• _Description of the task_: Count the lines in the records below that contain the string "hull", treating uppercase and lowercase as different. Reply with the number alone.

• _Records supplied_:
========================================
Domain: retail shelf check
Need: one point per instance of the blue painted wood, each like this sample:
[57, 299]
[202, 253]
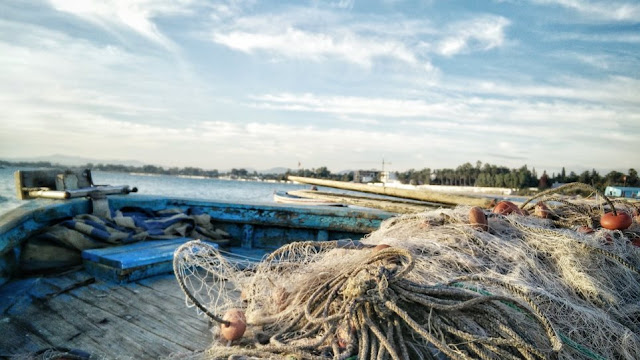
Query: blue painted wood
[323, 235]
[247, 236]
[271, 225]
[136, 254]
[134, 261]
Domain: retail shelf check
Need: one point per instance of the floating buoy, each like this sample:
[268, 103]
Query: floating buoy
[507, 207]
[620, 221]
[478, 219]
[380, 247]
[541, 210]
[237, 324]
[585, 230]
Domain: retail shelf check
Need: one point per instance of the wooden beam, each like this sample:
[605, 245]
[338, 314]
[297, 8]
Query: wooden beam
[396, 206]
[423, 195]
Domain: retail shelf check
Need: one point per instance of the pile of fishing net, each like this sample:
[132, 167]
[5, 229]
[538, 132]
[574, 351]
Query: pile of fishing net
[433, 286]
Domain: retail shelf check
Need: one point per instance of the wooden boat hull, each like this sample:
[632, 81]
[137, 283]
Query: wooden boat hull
[251, 226]
[94, 311]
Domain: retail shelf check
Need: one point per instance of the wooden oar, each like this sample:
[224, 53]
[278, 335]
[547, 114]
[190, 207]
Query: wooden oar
[423, 195]
[396, 206]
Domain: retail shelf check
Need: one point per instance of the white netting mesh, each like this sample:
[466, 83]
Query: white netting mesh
[527, 289]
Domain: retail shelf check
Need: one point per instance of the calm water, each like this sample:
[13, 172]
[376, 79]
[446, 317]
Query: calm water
[210, 189]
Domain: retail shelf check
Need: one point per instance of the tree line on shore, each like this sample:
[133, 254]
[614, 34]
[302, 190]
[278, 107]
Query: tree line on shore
[482, 175]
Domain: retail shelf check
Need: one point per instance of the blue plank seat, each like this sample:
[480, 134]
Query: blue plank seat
[133, 261]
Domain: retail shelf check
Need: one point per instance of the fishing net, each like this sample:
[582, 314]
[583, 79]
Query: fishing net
[528, 288]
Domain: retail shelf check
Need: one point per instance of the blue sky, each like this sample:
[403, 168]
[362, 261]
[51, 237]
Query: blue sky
[342, 84]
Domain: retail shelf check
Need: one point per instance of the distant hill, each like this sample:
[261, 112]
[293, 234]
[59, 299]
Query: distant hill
[75, 160]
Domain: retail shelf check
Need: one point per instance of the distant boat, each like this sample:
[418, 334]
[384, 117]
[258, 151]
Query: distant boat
[283, 197]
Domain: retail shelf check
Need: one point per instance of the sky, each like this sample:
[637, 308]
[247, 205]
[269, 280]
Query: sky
[343, 83]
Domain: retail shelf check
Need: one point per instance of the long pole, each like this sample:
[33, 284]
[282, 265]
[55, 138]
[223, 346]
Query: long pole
[423, 195]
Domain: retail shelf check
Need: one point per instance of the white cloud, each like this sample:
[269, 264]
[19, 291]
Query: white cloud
[137, 16]
[298, 44]
[600, 10]
[482, 33]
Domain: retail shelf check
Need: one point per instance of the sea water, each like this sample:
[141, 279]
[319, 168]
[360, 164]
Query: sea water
[173, 186]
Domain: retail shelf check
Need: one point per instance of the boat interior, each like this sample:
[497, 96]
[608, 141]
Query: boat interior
[119, 299]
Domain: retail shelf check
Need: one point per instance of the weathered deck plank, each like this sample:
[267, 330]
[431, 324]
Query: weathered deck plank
[104, 319]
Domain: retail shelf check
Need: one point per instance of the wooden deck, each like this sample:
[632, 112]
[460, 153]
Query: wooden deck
[145, 319]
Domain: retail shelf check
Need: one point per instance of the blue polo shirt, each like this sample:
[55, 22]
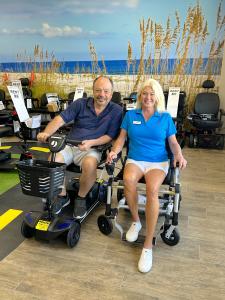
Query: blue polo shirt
[147, 138]
[87, 125]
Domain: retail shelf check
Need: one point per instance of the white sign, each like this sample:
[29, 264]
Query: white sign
[18, 84]
[52, 97]
[34, 122]
[18, 102]
[173, 100]
[2, 106]
[29, 103]
[78, 93]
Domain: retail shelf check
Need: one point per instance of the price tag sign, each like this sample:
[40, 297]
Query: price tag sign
[18, 84]
[52, 97]
[2, 106]
[173, 100]
[78, 93]
[18, 102]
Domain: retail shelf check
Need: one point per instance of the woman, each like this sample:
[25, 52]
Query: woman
[147, 128]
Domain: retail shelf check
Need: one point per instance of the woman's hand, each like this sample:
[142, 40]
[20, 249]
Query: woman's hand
[111, 156]
[42, 137]
[180, 160]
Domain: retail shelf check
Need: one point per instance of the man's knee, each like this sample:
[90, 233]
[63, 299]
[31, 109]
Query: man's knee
[89, 164]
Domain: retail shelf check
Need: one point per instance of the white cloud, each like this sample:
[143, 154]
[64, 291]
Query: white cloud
[51, 31]
[27, 8]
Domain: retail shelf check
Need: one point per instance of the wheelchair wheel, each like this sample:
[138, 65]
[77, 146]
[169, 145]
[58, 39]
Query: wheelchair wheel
[120, 193]
[173, 239]
[73, 235]
[27, 231]
[105, 225]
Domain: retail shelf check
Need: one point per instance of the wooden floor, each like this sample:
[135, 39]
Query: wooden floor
[104, 267]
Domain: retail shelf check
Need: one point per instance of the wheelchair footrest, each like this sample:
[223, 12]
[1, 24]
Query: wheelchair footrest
[139, 241]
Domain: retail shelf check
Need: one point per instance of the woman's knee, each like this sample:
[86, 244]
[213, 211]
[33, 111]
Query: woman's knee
[130, 180]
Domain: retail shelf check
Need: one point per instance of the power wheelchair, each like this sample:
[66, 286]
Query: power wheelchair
[169, 199]
[206, 119]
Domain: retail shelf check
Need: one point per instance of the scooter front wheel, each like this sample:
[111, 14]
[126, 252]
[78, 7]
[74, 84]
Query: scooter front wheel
[105, 225]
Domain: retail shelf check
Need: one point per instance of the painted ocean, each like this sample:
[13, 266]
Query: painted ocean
[117, 67]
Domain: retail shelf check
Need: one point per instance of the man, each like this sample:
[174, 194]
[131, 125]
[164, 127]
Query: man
[96, 122]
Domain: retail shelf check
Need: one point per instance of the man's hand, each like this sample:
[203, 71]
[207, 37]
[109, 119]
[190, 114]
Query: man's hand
[181, 160]
[42, 137]
[111, 156]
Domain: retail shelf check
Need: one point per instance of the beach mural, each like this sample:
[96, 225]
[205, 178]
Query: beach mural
[68, 43]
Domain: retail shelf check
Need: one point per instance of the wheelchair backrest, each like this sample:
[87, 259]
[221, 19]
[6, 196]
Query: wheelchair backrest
[207, 103]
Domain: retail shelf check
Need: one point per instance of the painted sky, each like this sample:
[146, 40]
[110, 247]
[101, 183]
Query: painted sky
[66, 27]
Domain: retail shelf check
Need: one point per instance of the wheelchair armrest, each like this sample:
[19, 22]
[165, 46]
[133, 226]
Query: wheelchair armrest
[103, 147]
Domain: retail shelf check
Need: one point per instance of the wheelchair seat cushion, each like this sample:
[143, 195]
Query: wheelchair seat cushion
[206, 123]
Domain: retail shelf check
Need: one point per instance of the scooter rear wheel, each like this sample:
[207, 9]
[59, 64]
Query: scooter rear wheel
[27, 231]
[73, 235]
[105, 225]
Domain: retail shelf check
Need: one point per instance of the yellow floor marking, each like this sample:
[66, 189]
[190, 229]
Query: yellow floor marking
[5, 147]
[41, 149]
[8, 217]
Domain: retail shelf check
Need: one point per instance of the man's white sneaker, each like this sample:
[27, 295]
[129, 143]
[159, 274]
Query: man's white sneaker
[132, 233]
[145, 261]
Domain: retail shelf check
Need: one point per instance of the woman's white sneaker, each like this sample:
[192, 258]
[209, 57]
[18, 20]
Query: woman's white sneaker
[132, 233]
[145, 261]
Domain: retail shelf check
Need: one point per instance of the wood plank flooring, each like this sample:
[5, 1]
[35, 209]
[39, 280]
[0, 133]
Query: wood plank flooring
[104, 267]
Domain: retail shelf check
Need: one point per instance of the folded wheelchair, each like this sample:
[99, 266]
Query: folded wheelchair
[169, 198]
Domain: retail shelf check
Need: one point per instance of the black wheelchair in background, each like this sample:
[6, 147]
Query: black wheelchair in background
[206, 119]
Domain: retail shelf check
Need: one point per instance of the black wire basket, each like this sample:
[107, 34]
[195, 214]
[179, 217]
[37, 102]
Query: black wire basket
[41, 178]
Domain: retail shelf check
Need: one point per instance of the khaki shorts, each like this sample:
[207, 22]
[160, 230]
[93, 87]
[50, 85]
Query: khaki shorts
[73, 154]
[146, 166]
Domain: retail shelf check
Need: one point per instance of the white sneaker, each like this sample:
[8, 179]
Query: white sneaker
[132, 233]
[145, 261]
========================================
• _Solved problem_: 2